Work to complete:
The entries below are to be transcribed in full, without their images.

Data in this exercise:

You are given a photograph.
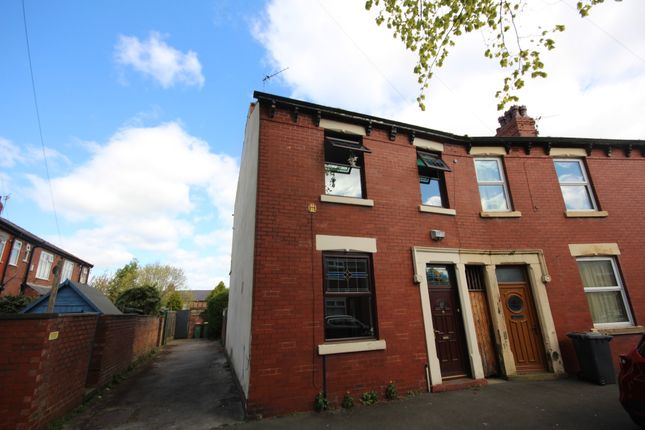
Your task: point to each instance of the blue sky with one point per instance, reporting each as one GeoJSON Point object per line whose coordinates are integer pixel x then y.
{"type": "Point", "coordinates": [143, 106]}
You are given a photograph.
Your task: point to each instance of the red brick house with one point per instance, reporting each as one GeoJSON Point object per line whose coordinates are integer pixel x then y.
{"type": "Point", "coordinates": [367, 250]}
{"type": "Point", "coordinates": [26, 262]}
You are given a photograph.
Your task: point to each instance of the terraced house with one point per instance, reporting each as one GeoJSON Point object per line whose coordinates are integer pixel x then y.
{"type": "Point", "coordinates": [367, 250]}
{"type": "Point", "coordinates": [26, 262]}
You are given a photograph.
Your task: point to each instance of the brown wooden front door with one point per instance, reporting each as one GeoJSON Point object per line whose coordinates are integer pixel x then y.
{"type": "Point", "coordinates": [522, 325]}
{"type": "Point", "coordinates": [447, 321]}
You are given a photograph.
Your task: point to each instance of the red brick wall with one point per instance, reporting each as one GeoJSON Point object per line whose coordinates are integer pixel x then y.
{"type": "Point", "coordinates": [286, 371]}
{"type": "Point", "coordinates": [42, 379]}
{"type": "Point", "coordinates": [120, 339]}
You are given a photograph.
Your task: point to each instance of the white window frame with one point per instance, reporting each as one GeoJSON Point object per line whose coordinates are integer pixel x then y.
{"type": "Point", "coordinates": [586, 184]}
{"type": "Point", "coordinates": [501, 182]}
{"type": "Point", "coordinates": [45, 263]}
{"type": "Point", "coordinates": [68, 270]}
{"type": "Point", "coordinates": [620, 287]}
{"type": "Point", "coordinates": [15, 253]}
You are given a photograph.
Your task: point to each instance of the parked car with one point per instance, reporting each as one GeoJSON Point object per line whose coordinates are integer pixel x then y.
{"type": "Point", "coordinates": [631, 382]}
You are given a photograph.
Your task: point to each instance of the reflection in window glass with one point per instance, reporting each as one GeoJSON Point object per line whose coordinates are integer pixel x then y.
{"type": "Point", "coordinates": [348, 297]}
{"type": "Point", "coordinates": [574, 185]}
{"type": "Point", "coordinates": [492, 188]}
{"type": "Point", "coordinates": [604, 291]}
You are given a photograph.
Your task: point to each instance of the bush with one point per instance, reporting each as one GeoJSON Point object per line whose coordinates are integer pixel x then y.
{"type": "Point", "coordinates": [213, 314]}
{"type": "Point", "coordinates": [142, 300]}
{"type": "Point", "coordinates": [13, 304]}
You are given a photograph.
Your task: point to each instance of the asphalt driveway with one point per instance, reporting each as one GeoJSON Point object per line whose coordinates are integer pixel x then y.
{"type": "Point", "coordinates": [187, 386]}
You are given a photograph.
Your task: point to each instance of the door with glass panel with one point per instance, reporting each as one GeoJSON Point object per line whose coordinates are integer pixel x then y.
{"type": "Point", "coordinates": [521, 319]}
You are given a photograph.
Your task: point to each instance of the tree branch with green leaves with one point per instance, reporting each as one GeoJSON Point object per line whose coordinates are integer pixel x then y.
{"type": "Point", "coordinates": [430, 28]}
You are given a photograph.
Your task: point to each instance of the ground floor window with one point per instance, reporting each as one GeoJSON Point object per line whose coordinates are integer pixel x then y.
{"type": "Point", "coordinates": [349, 296]}
{"type": "Point", "coordinates": [604, 290]}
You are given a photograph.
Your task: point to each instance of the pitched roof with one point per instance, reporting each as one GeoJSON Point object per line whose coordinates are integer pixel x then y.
{"type": "Point", "coordinates": [20, 232]}
{"type": "Point", "coordinates": [199, 295]}
{"type": "Point", "coordinates": [94, 298]}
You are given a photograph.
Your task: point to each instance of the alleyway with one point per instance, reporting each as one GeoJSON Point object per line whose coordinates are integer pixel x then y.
{"type": "Point", "coordinates": [188, 386]}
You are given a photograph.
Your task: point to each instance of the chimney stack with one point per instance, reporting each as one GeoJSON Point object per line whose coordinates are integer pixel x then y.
{"type": "Point", "coordinates": [515, 123]}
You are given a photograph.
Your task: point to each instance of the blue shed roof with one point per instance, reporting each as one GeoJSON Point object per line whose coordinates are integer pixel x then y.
{"type": "Point", "coordinates": [73, 297]}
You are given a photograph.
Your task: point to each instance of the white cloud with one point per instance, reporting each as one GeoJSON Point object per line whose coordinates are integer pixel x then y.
{"type": "Point", "coordinates": [160, 61]}
{"type": "Point", "coordinates": [339, 57]}
{"type": "Point", "coordinates": [138, 195]}
{"type": "Point", "coordinates": [9, 153]}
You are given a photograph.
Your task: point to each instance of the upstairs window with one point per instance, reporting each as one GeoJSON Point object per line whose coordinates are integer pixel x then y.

The completed task:
You are given a photograph.
Your task: point to each instance of the blue sky with one point per instance, reporting each as one GeoJSON Point object per line whose coordinates are integer pixel x then y.
{"type": "Point", "coordinates": [143, 106]}
You are given a photograph.
Your task: point to each instance of the red brick house with one point per instance, reporting each as one GeoJSON Point object per line whose coordinates are integer pixel x then y.
{"type": "Point", "coordinates": [367, 250]}
{"type": "Point", "coordinates": [26, 262]}
You are given a photograph.
Your task: point to each instance of the terraced house with one point per instance, reporting each as one GeoJSON Point object per line whose coordinates are integer pixel x then y.
{"type": "Point", "coordinates": [367, 250]}
{"type": "Point", "coordinates": [26, 262]}
You are given a photograph.
Your task: point to each instance of the brown wooden front door with one point per instance, reporting each as one GeoJSON Point object per line whose coordinates are integer pixel x then y.
{"type": "Point", "coordinates": [522, 325]}
{"type": "Point", "coordinates": [447, 321]}
You are given a photograph.
Your task: point to each instance of the red brick wall with one point per instance, reporting each as one GeoJSON Point object per line whose coordinates are integer pixel x then y.
{"type": "Point", "coordinates": [286, 371]}
{"type": "Point", "coordinates": [42, 379]}
{"type": "Point", "coordinates": [120, 339]}
You are given a photograph.
Your task: point to each instance of the white window frame with one point per instance, reporting each as one GeoJSON Point object per line whose coordinates are integer pixel x then y.
{"type": "Point", "coordinates": [586, 184]}
{"type": "Point", "coordinates": [501, 182]}
{"type": "Point", "coordinates": [45, 263]}
{"type": "Point", "coordinates": [68, 270]}
{"type": "Point", "coordinates": [620, 287]}
{"type": "Point", "coordinates": [15, 253]}
You are given a photograph.
Your task: point to each instance of the parked car with one point per instance, reporting each as one GeoJSON Point object per line whose coordinates are integer pixel x then y.
{"type": "Point", "coordinates": [631, 382]}
You are given a photograph.
Your task: point to each instance of the reflection in window glass with one point per instance, reporting each as one GeoJSON Point object per line whose coordinates are integer pixel x then y.
{"type": "Point", "coordinates": [348, 297]}
{"type": "Point", "coordinates": [574, 185]}
{"type": "Point", "coordinates": [492, 188]}
{"type": "Point", "coordinates": [604, 291]}
You are given a photograph.
Your task: point to each instance of the bush with one point per instance, reporting each as one GeoJSON Point object per line whose coordinates are integer pixel x then y.
{"type": "Point", "coordinates": [213, 314]}
{"type": "Point", "coordinates": [142, 300]}
{"type": "Point", "coordinates": [13, 304]}
You are given a photograph.
Your task: point to each instance of the asphalt driveway with one point per instance, reporting each as one GeoJSON Point object per line whose coordinates are integer pixel x then y.
{"type": "Point", "coordinates": [187, 386]}
You are given a photograph.
Your task: point to each instance of the door with glass panel with one point per instance, reporting each as one GeoJSON Point object per line whose coordinates are integer pixel x then y.
{"type": "Point", "coordinates": [521, 319]}
You are given a photograph.
Your task: point to each instance of the tree branch with green leaves with one point per instance, reporting each as one GeoJSON Point object per line whose coordinates are integer pixel x then y.
{"type": "Point", "coordinates": [430, 28]}
You are given a photograph.
Your task: point to each instance of the ground floor window with one point per instance, reporting each as one GeoJSON Point object per line whose coordinates are integer pixel x then y.
{"type": "Point", "coordinates": [349, 296]}
{"type": "Point", "coordinates": [604, 290]}
You are given a photograph.
Your task: point to each instance of the pitched roof with one point per instance, reporting each as one GeoJSON Point object per line whose coordinates are integer pixel x then y.
{"type": "Point", "coordinates": [20, 232]}
{"type": "Point", "coordinates": [199, 295]}
{"type": "Point", "coordinates": [94, 298]}
You are given a photograph.
Your task: point to each instance of the alleyway with one point per instance, reporting each as one GeoJSON Point object per line whose coordinates are integer pixel x then y.
{"type": "Point", "coordinates": [188, 386]}
You are given a photograph.
Your task: point to each instance of the chimney stack with one point per instance, reporting each as one GeoJSON Point object per line whose coordinates are integer pixel x then y.
{"type": "Point", "coordinates": [515, 123]}
You are given a photograph.
Your task: point to each instance of the blue shed roof with one point per instance, reporting each as one GeoJSON Point object per line whose coordinates are integer pixel x then y.
{"type": "Point", "coordinates": [73, 297]}
You are given a photograph.
Your task: point to each instance of the white cloud with one point per instance, reporting each as one GeoJSON Point object per line whose coordinates are integer pixel x then y.
{"type": "Point", "coordinates": [160, 61]}
{"type": "Point", "coordinates": [339, 57]}
{"type": "Point", "coordinates": [138, 195]}
{"type": "Point", "coordinates": [9, 153]}
You are given a photograph.
Your task: point to each instance of the upstairs window with one point per instance, reporting each as one GeoJSON Point object per line whose coordinates are integer pixel x then y.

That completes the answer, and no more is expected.